OBJECTIVE:
Can you give back only the part of the data that opens with the line containing "Given the photograph above, return bounding boxes for open" and closes with the line containing "[1160,545,1351,619]", swapping "bush cluster" for "shrub cluster" and keeping everything else unchanged?

— BEGIN DATA PROVIDED —

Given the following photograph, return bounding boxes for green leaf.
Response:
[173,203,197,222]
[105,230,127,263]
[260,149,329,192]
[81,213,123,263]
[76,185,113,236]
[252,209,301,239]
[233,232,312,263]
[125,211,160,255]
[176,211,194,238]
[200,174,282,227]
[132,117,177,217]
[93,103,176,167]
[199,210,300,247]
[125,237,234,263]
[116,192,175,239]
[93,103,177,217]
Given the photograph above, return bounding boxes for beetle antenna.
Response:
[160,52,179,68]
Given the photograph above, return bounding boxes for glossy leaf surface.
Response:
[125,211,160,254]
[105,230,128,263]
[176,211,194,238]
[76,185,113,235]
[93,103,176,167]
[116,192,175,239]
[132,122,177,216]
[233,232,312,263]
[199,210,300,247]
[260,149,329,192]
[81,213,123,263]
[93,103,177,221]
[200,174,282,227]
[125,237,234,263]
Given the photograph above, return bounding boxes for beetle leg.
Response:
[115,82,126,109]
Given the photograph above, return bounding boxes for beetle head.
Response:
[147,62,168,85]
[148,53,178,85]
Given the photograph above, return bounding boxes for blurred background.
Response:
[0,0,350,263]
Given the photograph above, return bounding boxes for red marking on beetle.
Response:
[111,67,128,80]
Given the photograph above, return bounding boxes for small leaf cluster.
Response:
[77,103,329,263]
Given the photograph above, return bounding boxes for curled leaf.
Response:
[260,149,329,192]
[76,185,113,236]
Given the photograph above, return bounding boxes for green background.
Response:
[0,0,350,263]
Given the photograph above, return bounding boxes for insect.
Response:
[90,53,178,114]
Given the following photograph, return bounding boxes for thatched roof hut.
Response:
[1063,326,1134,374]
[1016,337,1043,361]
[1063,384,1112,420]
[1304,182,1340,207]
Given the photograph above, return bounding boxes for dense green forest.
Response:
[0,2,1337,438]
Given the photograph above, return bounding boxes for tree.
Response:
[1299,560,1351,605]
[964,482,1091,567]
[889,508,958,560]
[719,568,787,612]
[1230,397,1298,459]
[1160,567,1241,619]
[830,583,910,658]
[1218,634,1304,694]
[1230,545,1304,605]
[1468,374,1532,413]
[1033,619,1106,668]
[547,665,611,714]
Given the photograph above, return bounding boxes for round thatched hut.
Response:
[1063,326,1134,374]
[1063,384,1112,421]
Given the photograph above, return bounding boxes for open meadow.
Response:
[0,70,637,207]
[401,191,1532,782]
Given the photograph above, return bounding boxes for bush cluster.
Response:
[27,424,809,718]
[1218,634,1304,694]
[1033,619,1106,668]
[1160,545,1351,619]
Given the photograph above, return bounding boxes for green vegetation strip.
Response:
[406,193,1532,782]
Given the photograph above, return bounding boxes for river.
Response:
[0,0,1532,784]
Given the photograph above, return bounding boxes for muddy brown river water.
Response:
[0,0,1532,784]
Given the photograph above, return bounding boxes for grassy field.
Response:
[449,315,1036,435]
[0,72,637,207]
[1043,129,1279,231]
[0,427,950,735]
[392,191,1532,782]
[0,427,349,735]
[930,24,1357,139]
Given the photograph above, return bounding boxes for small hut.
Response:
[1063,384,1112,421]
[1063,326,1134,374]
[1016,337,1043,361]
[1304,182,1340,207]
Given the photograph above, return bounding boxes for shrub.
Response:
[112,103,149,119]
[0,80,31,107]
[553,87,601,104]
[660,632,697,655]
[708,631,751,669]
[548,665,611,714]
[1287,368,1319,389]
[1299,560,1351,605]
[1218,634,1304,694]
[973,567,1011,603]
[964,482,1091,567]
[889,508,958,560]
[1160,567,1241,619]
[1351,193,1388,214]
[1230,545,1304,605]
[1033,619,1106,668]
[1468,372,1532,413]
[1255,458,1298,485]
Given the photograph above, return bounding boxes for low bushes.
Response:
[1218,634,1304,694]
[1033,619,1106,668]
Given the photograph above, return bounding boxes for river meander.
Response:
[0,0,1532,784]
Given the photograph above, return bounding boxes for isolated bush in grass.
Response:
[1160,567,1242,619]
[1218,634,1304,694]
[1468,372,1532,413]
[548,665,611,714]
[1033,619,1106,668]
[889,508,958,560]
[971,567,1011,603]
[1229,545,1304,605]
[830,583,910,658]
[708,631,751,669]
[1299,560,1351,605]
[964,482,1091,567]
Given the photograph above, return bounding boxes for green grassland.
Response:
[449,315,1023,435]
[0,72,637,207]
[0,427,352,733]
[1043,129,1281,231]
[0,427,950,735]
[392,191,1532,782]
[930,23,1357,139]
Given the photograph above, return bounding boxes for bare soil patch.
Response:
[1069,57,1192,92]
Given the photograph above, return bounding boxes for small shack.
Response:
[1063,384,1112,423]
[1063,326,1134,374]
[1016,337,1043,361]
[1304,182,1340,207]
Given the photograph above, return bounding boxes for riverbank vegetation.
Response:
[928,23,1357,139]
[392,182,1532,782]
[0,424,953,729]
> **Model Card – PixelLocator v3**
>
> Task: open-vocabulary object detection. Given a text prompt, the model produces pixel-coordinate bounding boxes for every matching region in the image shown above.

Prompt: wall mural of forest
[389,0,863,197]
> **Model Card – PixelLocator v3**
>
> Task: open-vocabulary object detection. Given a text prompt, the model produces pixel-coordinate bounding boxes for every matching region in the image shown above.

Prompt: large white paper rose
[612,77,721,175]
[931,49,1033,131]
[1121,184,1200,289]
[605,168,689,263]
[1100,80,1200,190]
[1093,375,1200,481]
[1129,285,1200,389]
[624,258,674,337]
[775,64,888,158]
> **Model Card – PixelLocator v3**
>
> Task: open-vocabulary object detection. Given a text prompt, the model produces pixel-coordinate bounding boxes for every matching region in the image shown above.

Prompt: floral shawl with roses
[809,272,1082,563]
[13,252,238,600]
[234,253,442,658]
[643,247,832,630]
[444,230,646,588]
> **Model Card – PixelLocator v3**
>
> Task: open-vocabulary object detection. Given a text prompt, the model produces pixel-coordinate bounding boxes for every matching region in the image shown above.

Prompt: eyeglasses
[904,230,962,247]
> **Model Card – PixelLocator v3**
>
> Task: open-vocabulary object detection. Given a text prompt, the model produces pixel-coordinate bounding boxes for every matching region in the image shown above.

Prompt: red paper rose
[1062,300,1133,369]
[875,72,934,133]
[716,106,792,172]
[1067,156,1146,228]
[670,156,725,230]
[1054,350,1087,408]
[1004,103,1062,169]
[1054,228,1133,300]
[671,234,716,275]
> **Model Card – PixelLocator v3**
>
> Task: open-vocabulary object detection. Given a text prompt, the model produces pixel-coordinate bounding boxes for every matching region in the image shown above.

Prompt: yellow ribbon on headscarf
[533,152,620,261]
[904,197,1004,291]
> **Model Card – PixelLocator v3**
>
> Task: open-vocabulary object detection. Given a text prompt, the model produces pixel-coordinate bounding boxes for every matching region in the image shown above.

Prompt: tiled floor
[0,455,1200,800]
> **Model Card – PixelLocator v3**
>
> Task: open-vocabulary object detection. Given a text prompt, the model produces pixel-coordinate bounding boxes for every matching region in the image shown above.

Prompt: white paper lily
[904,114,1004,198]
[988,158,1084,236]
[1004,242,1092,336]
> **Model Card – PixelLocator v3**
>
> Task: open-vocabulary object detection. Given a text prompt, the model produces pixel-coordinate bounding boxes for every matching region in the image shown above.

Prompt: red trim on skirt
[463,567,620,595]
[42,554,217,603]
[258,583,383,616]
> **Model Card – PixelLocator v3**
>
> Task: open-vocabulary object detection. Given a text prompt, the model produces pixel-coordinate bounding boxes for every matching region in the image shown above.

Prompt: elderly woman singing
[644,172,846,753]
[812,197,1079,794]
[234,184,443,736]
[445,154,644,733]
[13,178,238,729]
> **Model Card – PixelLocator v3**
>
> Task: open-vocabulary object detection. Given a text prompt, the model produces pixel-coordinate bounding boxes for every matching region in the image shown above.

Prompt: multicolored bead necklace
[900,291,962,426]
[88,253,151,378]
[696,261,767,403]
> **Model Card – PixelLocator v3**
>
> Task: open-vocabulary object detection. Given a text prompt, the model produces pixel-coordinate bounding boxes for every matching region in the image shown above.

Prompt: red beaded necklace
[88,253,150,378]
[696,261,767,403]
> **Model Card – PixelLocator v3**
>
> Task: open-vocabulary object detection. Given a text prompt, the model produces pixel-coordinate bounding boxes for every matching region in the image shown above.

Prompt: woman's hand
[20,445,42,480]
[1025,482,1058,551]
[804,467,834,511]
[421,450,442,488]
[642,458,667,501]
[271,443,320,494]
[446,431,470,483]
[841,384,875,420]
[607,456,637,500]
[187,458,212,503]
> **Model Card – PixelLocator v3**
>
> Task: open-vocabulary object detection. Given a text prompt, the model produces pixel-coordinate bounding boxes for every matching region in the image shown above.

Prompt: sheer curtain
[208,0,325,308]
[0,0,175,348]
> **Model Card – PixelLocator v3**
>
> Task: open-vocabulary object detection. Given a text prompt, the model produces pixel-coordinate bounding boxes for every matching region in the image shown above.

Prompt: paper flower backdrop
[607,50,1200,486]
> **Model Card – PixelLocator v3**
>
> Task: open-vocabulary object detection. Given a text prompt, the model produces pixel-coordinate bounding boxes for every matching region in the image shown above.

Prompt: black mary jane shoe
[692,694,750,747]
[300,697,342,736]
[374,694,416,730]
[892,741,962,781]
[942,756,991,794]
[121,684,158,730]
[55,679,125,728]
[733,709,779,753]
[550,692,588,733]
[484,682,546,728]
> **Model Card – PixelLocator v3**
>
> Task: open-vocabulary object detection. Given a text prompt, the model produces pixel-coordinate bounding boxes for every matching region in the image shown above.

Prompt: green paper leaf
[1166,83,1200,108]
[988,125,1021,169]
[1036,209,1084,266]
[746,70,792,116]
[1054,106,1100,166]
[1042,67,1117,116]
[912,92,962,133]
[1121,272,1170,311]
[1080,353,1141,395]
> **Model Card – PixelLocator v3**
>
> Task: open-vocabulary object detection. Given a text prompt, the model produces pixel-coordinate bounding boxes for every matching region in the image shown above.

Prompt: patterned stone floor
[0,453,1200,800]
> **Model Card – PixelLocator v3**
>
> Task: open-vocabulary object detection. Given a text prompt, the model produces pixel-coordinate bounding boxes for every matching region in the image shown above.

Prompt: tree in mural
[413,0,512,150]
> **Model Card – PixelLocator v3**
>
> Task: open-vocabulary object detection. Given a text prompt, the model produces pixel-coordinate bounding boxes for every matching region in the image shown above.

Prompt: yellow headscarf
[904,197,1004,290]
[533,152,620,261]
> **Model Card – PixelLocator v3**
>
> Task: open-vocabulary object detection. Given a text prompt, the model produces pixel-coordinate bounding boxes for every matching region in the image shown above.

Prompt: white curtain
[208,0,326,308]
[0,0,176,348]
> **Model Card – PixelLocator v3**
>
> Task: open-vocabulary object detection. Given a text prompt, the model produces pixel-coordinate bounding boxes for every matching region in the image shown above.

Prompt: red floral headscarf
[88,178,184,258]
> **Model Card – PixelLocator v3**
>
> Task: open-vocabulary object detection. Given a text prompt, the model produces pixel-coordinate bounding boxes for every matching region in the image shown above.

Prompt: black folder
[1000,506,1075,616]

— END DATA PROVIDED —

FULL ANSWER:
Given the photograph above, return bounding boxes for open meadow.
Response:
[0,70,637,207]
[401,191,1532,782]
Given the photograph above, return bounding boxes for shrub cluster.
Response:
[27,424,809,718]
[1218,634,1304,694]
[1033,619,1106,668]
[1160,545,1351,619]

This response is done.